### How to complete this task
Report the count of lines in the records that contain "detect", without any added text.

### Given information
▶

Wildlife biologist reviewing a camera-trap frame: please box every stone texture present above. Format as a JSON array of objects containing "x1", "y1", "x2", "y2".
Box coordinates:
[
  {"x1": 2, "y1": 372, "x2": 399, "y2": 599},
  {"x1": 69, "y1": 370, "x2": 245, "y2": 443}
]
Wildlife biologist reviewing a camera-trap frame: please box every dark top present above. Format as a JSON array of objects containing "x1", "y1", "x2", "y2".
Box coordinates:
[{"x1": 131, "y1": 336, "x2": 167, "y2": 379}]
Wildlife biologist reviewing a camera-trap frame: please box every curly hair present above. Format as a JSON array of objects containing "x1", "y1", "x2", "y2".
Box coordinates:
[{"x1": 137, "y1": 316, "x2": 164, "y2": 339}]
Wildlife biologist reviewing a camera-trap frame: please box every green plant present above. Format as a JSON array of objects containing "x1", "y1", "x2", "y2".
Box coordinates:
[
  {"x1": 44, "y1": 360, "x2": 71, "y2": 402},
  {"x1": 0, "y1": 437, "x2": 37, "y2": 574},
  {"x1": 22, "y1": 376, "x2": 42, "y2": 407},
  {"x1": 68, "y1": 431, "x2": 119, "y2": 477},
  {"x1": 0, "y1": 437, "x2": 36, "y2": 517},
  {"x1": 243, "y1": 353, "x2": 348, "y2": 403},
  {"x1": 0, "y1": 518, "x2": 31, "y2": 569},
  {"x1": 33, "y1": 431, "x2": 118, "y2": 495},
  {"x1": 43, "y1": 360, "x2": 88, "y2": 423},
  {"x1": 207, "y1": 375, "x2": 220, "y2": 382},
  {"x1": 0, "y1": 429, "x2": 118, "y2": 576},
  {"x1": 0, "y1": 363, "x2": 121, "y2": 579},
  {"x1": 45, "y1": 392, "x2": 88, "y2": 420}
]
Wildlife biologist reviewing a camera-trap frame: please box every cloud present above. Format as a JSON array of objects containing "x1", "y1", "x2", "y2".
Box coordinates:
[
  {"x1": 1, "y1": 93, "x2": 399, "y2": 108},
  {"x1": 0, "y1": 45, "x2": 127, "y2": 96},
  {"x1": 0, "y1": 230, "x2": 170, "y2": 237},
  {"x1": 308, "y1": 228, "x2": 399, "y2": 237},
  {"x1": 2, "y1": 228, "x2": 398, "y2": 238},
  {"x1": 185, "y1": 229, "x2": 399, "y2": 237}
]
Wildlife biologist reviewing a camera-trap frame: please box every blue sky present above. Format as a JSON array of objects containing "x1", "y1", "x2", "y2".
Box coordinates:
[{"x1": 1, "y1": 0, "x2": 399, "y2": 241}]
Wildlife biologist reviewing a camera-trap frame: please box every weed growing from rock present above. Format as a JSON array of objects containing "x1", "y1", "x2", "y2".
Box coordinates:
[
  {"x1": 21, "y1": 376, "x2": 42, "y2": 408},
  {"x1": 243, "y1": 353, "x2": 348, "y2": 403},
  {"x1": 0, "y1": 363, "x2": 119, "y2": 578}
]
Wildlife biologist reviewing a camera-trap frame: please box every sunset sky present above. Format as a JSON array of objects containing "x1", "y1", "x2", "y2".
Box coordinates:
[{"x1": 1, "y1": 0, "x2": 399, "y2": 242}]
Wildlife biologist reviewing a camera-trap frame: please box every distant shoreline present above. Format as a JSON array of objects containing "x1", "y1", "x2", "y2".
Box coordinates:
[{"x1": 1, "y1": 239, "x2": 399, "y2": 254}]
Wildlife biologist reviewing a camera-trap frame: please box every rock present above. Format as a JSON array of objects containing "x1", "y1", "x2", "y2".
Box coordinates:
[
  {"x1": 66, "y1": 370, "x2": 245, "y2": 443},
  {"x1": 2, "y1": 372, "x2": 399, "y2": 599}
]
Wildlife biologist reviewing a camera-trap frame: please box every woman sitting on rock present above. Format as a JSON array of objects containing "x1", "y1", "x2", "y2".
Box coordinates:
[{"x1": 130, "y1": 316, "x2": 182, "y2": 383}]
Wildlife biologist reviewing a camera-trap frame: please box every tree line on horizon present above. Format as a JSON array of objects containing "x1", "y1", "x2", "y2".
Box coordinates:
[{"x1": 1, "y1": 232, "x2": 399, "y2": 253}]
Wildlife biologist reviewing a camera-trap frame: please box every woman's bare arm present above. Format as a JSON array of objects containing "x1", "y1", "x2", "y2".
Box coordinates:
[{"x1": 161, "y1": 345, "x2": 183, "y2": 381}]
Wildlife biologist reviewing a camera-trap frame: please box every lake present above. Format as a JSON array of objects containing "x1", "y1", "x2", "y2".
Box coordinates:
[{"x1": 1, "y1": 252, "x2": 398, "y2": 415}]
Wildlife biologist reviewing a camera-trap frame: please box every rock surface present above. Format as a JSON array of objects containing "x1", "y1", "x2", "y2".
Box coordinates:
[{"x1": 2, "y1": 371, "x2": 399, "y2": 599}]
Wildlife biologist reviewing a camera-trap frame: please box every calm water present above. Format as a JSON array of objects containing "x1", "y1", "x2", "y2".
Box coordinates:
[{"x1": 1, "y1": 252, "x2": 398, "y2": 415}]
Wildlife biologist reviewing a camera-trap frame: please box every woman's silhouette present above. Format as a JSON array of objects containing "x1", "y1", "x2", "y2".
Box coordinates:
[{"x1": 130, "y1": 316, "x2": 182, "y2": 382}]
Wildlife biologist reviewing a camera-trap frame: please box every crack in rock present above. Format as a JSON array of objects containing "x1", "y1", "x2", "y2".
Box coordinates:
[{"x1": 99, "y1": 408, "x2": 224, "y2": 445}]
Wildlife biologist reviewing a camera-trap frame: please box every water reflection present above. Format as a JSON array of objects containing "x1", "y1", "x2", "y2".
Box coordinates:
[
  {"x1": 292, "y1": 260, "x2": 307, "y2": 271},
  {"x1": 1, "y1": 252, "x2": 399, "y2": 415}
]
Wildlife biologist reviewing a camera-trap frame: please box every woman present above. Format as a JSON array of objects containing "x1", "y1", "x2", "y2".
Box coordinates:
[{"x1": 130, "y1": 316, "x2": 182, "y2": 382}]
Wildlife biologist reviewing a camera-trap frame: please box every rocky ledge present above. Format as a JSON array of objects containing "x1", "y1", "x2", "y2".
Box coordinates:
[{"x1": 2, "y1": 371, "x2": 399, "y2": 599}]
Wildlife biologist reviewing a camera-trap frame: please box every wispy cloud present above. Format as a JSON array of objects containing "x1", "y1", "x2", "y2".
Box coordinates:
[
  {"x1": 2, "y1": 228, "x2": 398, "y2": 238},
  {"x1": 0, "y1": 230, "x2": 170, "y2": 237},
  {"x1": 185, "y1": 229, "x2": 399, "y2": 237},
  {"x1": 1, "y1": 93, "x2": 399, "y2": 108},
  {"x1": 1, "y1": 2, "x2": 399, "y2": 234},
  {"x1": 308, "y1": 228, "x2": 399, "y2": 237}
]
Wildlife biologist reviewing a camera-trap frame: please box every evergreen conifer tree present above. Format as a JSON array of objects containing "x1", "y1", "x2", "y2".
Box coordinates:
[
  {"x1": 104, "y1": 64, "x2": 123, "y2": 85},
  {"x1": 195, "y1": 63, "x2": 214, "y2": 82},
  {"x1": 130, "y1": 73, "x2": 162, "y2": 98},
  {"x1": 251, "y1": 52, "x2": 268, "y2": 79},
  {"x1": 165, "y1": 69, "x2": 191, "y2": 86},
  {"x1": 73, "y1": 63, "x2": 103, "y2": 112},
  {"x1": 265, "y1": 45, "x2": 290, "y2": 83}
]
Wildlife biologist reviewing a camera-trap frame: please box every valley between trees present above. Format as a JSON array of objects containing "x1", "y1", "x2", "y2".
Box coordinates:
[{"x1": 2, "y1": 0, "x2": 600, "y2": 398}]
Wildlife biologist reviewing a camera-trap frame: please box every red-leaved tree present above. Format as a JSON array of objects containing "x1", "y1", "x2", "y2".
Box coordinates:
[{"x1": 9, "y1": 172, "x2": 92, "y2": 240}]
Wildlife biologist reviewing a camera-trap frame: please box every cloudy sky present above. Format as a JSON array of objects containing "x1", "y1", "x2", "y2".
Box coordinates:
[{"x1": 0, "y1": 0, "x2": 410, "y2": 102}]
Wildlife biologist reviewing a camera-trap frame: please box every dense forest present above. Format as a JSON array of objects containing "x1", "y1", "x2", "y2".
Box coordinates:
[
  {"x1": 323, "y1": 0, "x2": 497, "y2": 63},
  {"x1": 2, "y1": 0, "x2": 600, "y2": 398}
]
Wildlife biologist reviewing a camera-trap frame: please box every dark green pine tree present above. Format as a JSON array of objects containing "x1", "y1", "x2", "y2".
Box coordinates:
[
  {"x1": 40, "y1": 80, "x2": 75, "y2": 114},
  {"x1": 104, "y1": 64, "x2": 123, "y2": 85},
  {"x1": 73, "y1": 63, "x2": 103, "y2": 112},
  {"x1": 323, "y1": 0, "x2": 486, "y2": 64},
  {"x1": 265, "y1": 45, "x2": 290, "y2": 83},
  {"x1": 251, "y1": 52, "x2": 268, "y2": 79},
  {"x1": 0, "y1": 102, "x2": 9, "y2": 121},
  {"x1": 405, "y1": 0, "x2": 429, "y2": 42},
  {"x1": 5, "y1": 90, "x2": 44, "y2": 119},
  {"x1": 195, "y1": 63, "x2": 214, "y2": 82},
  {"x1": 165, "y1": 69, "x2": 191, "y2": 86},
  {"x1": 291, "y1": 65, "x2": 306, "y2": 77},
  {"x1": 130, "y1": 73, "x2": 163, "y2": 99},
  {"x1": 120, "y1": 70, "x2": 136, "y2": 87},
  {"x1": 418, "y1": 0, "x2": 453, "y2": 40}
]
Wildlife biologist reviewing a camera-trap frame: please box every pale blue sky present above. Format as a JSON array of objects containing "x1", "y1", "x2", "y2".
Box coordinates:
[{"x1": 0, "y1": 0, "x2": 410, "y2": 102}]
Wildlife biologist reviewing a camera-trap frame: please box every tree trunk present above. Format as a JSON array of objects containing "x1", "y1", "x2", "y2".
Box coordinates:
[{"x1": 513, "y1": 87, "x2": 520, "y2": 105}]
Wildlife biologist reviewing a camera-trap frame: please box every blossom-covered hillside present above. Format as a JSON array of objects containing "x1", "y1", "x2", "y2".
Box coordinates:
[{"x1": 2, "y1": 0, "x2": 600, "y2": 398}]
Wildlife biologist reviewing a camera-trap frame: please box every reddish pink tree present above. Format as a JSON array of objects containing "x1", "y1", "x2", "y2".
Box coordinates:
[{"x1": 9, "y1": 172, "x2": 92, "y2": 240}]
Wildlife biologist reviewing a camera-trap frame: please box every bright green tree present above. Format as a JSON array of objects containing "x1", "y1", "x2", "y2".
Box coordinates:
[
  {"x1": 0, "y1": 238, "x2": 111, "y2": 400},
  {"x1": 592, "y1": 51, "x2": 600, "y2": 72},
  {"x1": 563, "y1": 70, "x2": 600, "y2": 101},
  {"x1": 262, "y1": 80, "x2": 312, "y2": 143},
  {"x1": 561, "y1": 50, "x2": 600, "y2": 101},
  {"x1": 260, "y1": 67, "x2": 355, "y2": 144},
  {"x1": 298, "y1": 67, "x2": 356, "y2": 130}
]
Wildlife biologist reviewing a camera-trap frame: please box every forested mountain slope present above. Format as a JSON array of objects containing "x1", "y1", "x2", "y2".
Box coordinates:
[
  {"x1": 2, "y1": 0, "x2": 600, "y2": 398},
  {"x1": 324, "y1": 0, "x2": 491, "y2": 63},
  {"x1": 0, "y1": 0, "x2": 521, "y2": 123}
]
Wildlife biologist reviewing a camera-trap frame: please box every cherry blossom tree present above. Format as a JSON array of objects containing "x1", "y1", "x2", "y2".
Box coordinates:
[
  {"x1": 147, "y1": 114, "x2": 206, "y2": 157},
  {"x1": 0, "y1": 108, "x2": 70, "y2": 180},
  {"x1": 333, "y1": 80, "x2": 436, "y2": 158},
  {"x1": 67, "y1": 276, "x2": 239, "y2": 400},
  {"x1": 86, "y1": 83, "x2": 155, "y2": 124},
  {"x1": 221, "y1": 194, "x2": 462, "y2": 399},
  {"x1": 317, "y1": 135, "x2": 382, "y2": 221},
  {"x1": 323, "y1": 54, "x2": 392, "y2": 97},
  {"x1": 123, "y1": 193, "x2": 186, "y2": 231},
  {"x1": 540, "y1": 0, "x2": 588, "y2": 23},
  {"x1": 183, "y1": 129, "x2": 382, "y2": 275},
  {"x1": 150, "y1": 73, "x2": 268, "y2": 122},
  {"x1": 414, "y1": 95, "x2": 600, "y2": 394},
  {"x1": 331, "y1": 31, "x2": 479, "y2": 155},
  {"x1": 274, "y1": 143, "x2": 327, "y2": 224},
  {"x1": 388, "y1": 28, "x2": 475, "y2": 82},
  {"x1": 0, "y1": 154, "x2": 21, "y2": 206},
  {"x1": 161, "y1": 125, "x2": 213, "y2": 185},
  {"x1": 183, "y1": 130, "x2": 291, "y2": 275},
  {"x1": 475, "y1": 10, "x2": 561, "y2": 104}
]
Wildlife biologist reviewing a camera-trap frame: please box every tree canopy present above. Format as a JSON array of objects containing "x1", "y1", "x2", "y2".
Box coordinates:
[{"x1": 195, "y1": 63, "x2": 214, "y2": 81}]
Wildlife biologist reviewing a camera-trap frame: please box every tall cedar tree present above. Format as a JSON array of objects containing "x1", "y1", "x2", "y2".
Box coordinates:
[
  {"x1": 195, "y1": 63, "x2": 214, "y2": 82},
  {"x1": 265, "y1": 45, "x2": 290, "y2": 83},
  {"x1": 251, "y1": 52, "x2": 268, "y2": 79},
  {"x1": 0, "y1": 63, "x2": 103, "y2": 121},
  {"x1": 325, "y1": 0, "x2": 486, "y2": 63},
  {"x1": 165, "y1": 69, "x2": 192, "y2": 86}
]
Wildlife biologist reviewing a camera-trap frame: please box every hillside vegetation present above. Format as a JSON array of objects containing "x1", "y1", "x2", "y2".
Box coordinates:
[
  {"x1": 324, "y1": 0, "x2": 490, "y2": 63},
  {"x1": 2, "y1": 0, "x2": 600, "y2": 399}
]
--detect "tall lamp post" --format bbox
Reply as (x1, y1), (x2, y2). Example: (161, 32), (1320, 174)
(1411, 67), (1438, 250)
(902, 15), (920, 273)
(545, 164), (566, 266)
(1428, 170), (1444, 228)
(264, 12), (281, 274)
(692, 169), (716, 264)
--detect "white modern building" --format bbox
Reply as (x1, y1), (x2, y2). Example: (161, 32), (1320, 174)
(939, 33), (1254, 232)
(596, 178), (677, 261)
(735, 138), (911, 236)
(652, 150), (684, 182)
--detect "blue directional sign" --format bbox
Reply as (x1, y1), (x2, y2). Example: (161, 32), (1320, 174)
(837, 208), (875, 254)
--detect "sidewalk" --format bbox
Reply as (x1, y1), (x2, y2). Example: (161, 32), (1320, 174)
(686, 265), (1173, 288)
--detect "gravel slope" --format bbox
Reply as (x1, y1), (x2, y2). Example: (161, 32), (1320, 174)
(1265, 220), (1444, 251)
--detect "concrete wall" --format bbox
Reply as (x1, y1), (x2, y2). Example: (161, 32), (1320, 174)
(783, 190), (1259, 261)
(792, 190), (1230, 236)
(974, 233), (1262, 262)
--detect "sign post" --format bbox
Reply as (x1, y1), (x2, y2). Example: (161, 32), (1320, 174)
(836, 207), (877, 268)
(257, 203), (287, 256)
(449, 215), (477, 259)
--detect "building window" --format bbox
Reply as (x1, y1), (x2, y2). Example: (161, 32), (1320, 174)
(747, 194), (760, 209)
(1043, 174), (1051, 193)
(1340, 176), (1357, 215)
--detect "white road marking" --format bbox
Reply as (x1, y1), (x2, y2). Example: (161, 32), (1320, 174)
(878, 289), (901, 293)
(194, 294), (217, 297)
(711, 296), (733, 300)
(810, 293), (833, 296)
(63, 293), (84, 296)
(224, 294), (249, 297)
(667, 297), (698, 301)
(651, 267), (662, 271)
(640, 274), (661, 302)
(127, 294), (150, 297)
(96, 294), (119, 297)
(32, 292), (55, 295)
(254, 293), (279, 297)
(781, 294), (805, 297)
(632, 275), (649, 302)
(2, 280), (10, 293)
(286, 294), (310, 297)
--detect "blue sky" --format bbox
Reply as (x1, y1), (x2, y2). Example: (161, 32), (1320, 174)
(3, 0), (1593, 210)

◀

### Answer to the exercise
10